[[ STUDY MATERIAL, beginning ]]
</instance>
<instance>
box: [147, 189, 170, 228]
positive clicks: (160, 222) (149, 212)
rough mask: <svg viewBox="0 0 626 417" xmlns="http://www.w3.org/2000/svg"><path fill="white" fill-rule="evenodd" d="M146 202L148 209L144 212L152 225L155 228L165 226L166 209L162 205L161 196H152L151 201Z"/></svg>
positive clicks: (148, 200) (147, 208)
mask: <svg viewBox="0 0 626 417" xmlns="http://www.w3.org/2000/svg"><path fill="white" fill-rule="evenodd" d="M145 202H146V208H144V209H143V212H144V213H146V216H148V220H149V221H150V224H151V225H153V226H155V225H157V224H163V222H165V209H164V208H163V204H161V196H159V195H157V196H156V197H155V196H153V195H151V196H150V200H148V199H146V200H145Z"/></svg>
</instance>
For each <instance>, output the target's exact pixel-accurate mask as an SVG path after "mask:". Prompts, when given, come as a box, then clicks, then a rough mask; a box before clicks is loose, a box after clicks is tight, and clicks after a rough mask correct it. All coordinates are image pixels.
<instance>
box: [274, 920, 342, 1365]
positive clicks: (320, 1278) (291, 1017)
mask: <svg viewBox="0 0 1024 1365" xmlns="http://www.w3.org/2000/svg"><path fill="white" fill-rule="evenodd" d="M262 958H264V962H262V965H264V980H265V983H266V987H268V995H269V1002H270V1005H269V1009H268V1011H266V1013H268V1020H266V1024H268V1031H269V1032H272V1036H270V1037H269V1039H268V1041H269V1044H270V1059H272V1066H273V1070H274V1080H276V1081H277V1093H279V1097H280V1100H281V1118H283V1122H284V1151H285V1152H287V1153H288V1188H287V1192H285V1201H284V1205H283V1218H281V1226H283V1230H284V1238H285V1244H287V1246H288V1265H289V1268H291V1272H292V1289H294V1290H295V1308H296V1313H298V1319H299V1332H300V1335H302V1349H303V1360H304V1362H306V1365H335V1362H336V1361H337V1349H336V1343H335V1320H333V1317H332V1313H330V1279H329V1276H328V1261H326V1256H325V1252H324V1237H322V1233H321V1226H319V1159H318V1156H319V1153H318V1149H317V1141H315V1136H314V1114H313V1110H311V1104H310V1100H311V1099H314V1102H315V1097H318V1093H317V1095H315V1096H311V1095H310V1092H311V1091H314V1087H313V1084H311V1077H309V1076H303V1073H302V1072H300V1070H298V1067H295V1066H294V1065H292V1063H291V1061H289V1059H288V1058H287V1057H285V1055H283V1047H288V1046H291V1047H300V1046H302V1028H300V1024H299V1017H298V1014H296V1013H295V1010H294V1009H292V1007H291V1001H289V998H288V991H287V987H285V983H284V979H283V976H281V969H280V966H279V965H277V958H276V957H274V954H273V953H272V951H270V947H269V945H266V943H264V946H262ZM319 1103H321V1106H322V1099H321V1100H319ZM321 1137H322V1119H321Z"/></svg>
[[ STUDY MATERIAL, end ]]
- YOUR INSTRUCTIONS
Copy each line above holding "rough".

- RESULT
rough mask: <svg viewBox="0 0 626 417" xmlns="http://www.w3.org/2000/svg"><path fill="white" fill-rule="evenodd" d="M146 202L148 209L144 212L152 225L155 228L165 226L166 209L162 205L161 196H152L151 201Z"/></svg>
For each <instance>, output the target's exact pixel-accurate mask as an SVG path after "mask:". Prompts, when given, come as a box, then clicks, then a rough mask; a box before clicks is loose, a box after clicks is tight, and clicks after a rough mask correct it. All coordinates are image pixels.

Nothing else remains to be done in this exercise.